**Aufgaben**:
1. Stimmen die folgenden Aussagen mit dem Textauszug überein? (a) Für den Download über die ModDB-Fileserver braucht man ein Benutzerkonto in der ModDB-Community. (b) Laut syberax verbessert der Mod die Texturen erheblich. (c) Laut syberax läuft die originale Version mit dem Absolute HD Mod sehr performant.
2. Schreibe die Zeilen der Auflistung neu, beginnend mit der Zeile mit „Mark the utility" und endend mit der Zeile mit „pixel 21 578". Ersetze dabei „utility pole" durch „telephone pole", und lass alles andere unverändert.

*** Textauszug

Stimmt, das hätte ich erwähnen sollen... Um die ModDB Fileserver für den download verwenden zu können wird ein useraccount in der moddb community benötigt.


----------



## Atma (27. August 2015)

Hieß es nicht immer, dass bei der BFG Edition keine Mods möglich sind? Schön zu sehen, dass es doch geht


----------



## Skurax (27. August 2015)

Wird direkt ausprobiert.


----------



## syberax (27. August 2015)

Liegt das am Alter des Spiels oder warum sehen Texturen teilweise abartig verschwommen aus? Hatte das besser in Erinnerung. Der Mod ändert auch nicht viel dran außer bissel mehr Schärfe.

Also die orginale Version mit dem Absolute HD Mod schaut deutlich besser aus. Auch Lichteffekte usw. Leider läuft es aber nicht so performant.


----------



## Atma (28. August 2015)

syberax schrieb:


> Liegt das am Alter des Spiels oder warum sehen Texturen teilweise abartig verschwommen aus? Hatte das besser in Erinnerung. Der Mod ändert auch nicht viel dran außer bissel mehr Schärfe.

******
*** Quelldaten

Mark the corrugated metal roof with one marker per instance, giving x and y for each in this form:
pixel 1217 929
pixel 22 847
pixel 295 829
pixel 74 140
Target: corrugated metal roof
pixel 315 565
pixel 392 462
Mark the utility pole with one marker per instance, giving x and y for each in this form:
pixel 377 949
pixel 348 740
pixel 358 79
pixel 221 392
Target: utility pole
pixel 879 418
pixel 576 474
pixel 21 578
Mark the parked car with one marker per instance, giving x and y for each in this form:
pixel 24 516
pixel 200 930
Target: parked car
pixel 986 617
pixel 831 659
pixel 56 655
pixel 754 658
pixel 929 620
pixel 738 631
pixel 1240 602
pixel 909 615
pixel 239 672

******

**Antworten**:
1.
(a) Ja: „Um die ModDB Fileserver für den download verwenden zu können wird ein useraccount in der moddb community benötigt."
(b) Nein: „Der Mod ändert auch nicht viel dran außer bissel mehr Schärfe."
(c) Nein: „Leider läuft es aber nicht so performant."

2.
Mark the telephone pole with one marker per instance, giving x and y for each in this form:
pixel 377 949
pixel 348 740
pixel 358 79
pixel 221 392
Target: telephone pole
pixel 879 418
pixel 576 474
pixel 21 578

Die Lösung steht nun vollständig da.